**BRONTEKST**
● ● ● ●
De rechtbank legde een gevangenisstraf op van 7 maanden, waarvan 3 maanden voorwaardelijk, met een proeftijd van 2 jaar. Daarnaast werd een taakstraf van 40 uur opgelegd en werd de verdachte verplicht tot reclasseringscontact en behandeling. De rechtbank verklaarde de benadeelde partij niet-ontvankelijk in haar vordering tot schadevergoeding, omdat niet was komen vast te staan dat het slachtoffer rechtstreeks schade had geleden door het bewezen verklaarde feit.

Uitspraak

Rechtbank DEN HAAG
Strafrecht
Meervoudige kamer
Parketnummer 09/852104-13
Datum uitspraak: 28 augustus 2013

(Verkort vonnis)

De rechtbank Den Haag, rechtdoende in strafzaken, heeft het navolgende vonnis gewezen in de zaak van de officier van justitie tegen de verdachte:

[verdachte]

geboren op [geboortedatum] te [geboorteplaats] ,
adres: [woonadres] ,
thans gedetineerd in de penitentiaire inrichting "Alphen aan den Rijn" te Alphen aan den Rijn.

De terechtzitting.

Het onderzoek is gehouden ter terechtzitting van 14 augustus 2013.
● ● ● ●
**OEFENMATERIAAL**
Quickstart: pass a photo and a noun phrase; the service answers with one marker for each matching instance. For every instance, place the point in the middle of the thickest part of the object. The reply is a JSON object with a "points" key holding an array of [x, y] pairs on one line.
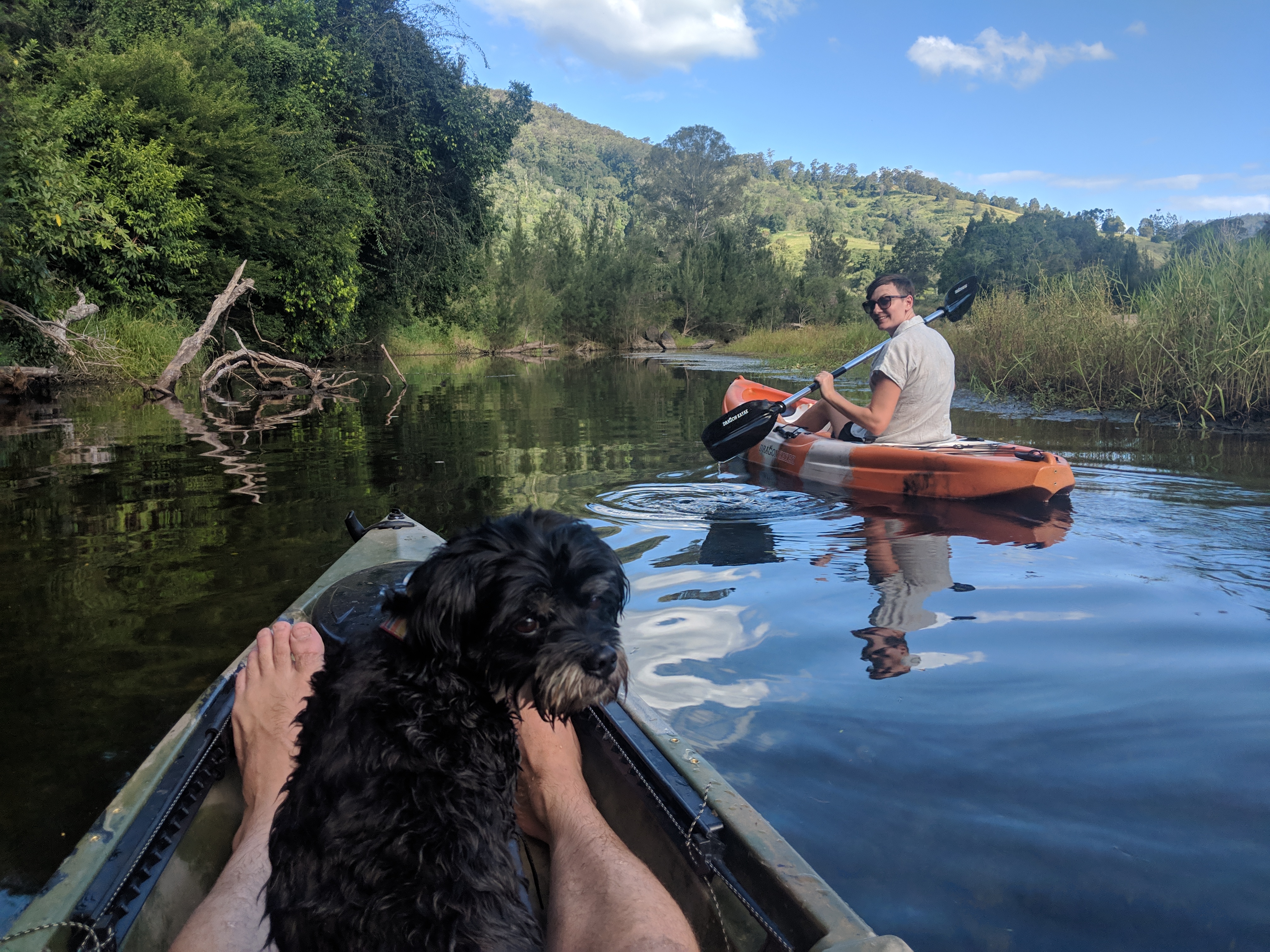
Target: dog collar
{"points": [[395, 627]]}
● ● ● ●
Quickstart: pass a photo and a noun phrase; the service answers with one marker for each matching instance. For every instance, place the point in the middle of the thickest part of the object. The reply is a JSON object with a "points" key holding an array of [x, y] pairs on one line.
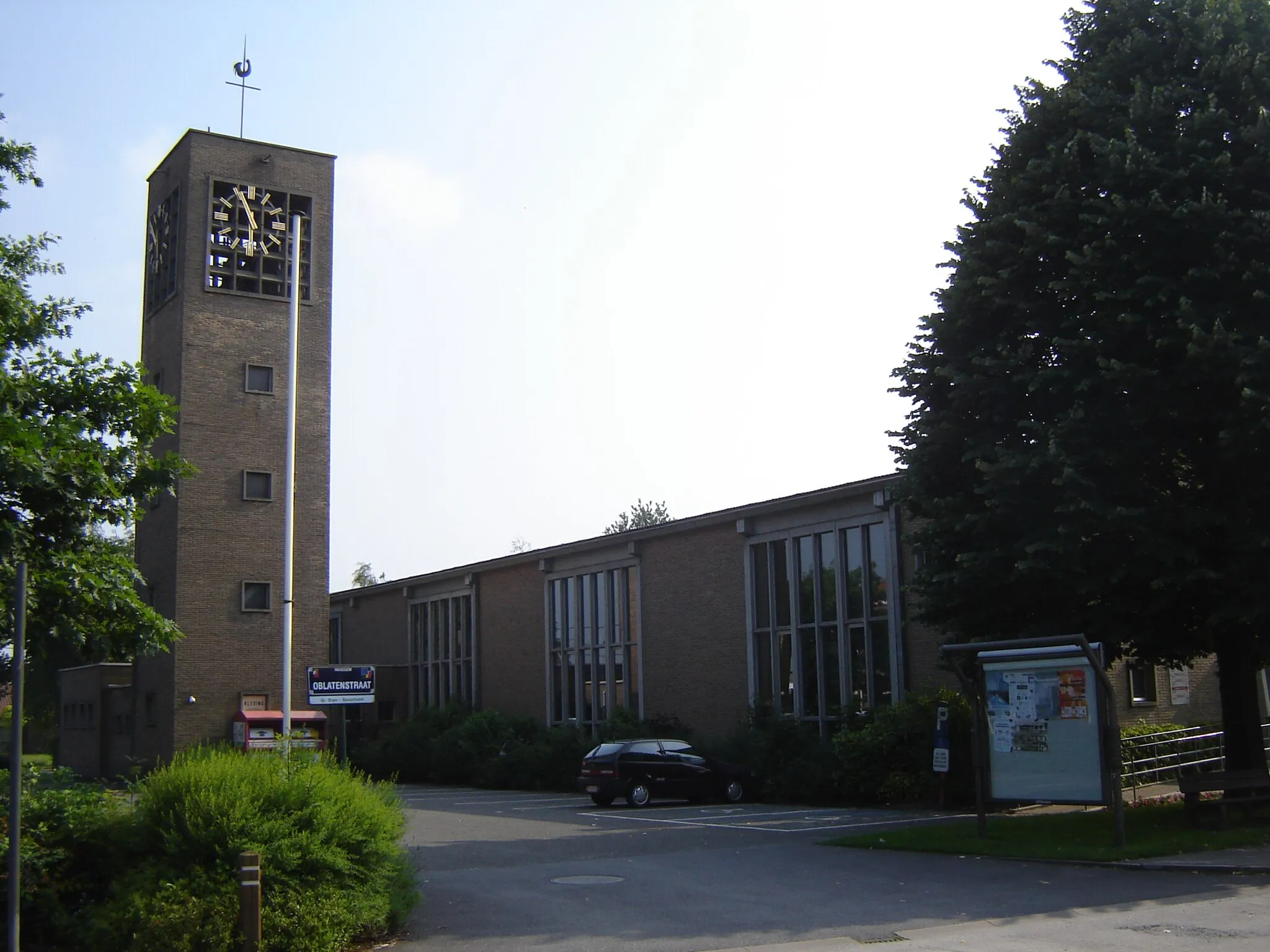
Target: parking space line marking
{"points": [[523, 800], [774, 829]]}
● ● ● ●
**OPDRACHT A**
Beantwoord de volgende vragen over het vonnis.
(i) Hoeveel uur taakstraf werd de verdachte opgelegd?
(ii) Wat is het parketnummer van de zaak?
(iii) Op welke datum werd de terechtzitting gehouden?
**OPDRACHT B**
Leg uit waarom de rechtbank volgens het vonnis de benadeelde partij niet-ontvankelijk verklaarde in haar vordering tot schadevergoeding.
**OPDRACHT C**
Schrijf het vonnis verder vanaf de laatste zin.

**ANTWOORD A**
(i) 40 uur.
(ii) 09/852104-13.
(iii) Op 14 augustus 2013.

**ANTWOORD B**
Er was niet komen vast te staan dat het slachtoffer rechtstreeks schade had geleden door het bewezen verklaarde feit.

**ANTWOORD C**
De verdachte, bijgestaan door zijn raadsman mr. R.H. Dormeier, advocaat te Den Haag, is ter terechtzitting verschenen en gehoord.
[slachtoffer] heeft zich als benadeelde partij gevoegd in het strafgeding met een vordering tot schadevergoeding ad € 830,83.
De officier van justitie mr. B.J. Berton heeft gevorderd dat verdachte ter zake van het hem bij dagvaarding onder 1 tot en met 3 ten laste gelegde wordt veroordeeld tot een gevangenisstraf voor de duur van 20 maanden, met aftrek van de tijd in voorarrest doorgebracht, waarvan 8 maanden voorwaardelijk met een proeftijd van 5 jaren en als bijzondere voorwaarden reclasseringscontact, waaronder ook valt behandeling bij een forensisch psychiatrische instelling en eventueel andere voorwaarden betreffende het gedrag van verdachte, alsmede dat aan verdachte een contactverbod wordt opgelegd met [slachtoffer] .
Ten aanzien van de onder verdachte in beslag genomen laptop en computer heeft de officier van justitie gevorderd dat deze goederen zullen worden onttrokken aan het verkeer.
Voorts heeft de officier van justitie geconcludeerd tot toewijzing van de vordering van de benadeelde partij met oplegging van de schadevergoedingsmaatregel.

De tenlastelegging.Aan de verdachte is ten laste gelegd dat:

1.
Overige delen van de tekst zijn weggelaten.